▶ TEXT TO READ:
###

Analyzing Correlation between Market Index and Stocks — Python Tutorial

Photo by Ilya Pavlow on Unsplash.com

I have recently posted an article on analyzing the correlation between a market index and different stocks.

In this post I’m going to show you step-by-step how to do this analysis in Python.

This story is solely for general information purposes, and should not be relied upon for trading recommendations or financial advice. Source code and information is provided for educational purposes only, and should not be relied upon to make an investment decision. Please review my full cautionary guidance before continuing.

Trade Ideas provides AI stock suggestions, AI alerts, scanning, automated trading, real-time stock market data, charting, educational resources, and more. Get a 15% discount with promo code ‘BOTRADING15’.

Implementation

You can download the complete script from my blog ‘B/O Trading Blog’.

Create a text file called ‘requirments.txt’ and paste the lines in below. Then run ‘pip install -r requirements.txt’.

pandas
pandas_ta
yfinance
numpy
plotly
sklearn
dash

Add the necessary Python imports:

import pandas as pd
import pandas_ta as ta
import yfinance as yf
import numpy as np
import math
import plotly.graph_objects as go
from plotly.subplots import make_subplots
import os
from sklearn.preprocessing import MinMaxScaler
from dash import Dash, html, dcc

This function downloads the price data from Yahoo Finance and prepares it for processing.

###

▶ DATASET EXTRACT:

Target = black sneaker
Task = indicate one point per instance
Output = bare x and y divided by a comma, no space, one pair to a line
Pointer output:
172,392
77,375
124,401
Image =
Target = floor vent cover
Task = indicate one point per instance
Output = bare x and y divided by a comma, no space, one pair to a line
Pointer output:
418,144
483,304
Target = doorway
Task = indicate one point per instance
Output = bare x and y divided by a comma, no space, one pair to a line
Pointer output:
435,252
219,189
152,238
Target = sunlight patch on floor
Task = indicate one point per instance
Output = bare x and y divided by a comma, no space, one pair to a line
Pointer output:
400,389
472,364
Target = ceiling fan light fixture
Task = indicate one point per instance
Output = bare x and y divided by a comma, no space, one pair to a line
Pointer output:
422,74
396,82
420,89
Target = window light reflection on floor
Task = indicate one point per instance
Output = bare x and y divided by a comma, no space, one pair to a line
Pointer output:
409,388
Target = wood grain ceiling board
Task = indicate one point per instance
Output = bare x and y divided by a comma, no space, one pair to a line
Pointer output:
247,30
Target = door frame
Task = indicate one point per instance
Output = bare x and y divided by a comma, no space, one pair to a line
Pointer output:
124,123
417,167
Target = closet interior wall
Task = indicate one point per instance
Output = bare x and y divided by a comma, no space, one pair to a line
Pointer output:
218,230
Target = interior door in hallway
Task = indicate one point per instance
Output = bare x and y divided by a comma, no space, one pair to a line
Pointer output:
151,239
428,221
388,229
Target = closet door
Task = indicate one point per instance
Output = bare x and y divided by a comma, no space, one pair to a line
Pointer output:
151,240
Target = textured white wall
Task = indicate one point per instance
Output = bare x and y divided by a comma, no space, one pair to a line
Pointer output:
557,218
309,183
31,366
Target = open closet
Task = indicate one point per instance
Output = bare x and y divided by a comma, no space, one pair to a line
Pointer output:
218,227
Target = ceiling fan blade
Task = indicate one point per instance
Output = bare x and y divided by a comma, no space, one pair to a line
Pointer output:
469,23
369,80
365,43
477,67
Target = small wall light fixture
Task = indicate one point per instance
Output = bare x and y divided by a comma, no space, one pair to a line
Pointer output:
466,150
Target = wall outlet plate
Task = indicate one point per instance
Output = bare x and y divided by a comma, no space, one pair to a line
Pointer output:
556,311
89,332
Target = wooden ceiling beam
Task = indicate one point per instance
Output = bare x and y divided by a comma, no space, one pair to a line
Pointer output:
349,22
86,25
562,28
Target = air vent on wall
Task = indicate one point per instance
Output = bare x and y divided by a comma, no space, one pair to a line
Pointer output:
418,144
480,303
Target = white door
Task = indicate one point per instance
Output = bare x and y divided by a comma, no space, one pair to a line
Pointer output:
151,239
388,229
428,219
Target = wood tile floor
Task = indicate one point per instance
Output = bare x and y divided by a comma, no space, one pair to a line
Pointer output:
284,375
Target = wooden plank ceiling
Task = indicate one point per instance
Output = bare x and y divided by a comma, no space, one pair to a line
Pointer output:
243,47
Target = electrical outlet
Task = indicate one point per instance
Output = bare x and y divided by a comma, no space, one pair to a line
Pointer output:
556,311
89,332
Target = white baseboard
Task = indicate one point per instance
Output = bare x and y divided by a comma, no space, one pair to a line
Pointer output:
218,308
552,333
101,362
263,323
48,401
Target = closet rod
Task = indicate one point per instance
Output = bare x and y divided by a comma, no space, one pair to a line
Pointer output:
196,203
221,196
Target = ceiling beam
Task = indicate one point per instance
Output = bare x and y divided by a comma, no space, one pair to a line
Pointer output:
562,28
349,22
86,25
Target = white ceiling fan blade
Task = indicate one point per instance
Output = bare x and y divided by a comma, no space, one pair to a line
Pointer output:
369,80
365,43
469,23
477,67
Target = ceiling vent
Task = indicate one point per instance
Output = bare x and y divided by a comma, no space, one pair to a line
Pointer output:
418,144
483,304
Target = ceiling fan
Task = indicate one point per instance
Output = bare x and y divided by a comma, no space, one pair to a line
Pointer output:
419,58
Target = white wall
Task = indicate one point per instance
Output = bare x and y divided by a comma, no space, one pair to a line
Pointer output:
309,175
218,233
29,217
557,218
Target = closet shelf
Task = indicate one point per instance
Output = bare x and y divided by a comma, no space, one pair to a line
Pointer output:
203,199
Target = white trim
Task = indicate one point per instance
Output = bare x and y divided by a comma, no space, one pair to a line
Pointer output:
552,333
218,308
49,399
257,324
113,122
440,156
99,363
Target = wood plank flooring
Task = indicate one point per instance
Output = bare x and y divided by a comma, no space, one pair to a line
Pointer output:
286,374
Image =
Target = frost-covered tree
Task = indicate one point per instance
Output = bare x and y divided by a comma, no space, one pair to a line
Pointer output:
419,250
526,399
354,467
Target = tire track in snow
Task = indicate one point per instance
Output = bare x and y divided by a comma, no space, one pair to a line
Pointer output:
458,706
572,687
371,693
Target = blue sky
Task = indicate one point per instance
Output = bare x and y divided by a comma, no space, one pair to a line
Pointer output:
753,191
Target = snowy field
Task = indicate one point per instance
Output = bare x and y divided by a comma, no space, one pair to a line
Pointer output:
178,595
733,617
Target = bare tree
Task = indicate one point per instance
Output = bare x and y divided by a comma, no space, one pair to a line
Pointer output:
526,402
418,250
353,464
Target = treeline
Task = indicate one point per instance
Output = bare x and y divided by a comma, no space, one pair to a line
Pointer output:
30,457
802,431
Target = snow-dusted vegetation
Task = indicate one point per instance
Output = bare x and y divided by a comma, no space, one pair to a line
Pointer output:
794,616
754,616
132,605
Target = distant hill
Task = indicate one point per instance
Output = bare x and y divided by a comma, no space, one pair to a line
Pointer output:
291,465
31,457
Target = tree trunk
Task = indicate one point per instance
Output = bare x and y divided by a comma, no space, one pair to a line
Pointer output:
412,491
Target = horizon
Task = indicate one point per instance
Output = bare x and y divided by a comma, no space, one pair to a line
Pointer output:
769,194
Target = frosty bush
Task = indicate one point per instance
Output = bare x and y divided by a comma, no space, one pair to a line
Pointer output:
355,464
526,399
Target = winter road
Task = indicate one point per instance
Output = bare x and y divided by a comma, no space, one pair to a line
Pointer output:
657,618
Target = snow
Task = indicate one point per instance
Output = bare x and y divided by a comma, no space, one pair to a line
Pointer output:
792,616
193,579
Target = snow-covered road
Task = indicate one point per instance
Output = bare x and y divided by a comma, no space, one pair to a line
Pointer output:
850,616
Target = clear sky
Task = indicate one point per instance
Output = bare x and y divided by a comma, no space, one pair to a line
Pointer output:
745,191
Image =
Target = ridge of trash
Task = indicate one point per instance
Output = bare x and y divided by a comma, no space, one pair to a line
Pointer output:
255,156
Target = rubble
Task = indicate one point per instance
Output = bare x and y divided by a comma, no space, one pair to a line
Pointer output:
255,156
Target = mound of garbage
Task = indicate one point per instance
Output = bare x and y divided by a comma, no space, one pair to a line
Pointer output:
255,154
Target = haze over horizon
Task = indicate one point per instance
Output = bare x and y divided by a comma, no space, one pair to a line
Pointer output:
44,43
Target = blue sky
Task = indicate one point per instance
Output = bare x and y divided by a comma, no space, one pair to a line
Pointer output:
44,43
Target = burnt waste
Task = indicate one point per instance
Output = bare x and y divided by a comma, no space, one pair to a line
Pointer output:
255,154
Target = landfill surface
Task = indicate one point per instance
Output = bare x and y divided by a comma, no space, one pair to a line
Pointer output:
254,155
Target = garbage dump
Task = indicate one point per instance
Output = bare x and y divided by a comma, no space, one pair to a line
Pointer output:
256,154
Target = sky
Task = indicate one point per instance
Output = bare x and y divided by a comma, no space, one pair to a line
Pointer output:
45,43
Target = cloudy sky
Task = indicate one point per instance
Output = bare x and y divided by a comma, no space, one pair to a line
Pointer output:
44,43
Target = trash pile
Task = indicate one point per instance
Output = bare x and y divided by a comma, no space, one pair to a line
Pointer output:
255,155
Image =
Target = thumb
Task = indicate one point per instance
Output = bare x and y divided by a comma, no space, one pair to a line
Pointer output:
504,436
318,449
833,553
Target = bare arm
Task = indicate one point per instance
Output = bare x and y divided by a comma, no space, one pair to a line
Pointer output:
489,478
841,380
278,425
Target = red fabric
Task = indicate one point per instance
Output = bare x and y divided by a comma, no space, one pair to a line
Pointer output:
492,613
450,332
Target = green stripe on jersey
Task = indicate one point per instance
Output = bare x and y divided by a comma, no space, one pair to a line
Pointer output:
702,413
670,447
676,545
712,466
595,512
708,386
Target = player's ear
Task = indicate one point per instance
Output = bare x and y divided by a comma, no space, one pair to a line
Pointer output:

###

▶ EXERCISE INSTRUCTIONS:
1. Based on the Python tutorial, explain why its source code and information should not be relied upon to make an investment decision.
2. Reproduce the part of the Python tutorial starting with "In this post" and going on through "promo code ‘BOTRADING15’.".

▶ COMPLETE ANSWERS:
1. The tutorial says the source code and information are provided for educational purposes only. It presents the whole story as solely for general information and says it should not be relied upon for trading recommendations or financial advice.

2.
In this post I’m going to show you step-by-step how to do this analysis in Python.

This story is solely for general information purposes, and should not be relied upon for trading recommendations or financial advice. Source code and information is provided for educational purposes only, and should not be relied upon to make an investment decision. Please review my full cautionary guidance before continuing.

Trade Ideas provides AI stock suggestions, AI alerts, scanning, automated trading, real-time stock market data, charting, educational resources, and more. Get a 15% discount with promo code ‘BOTRADING15’.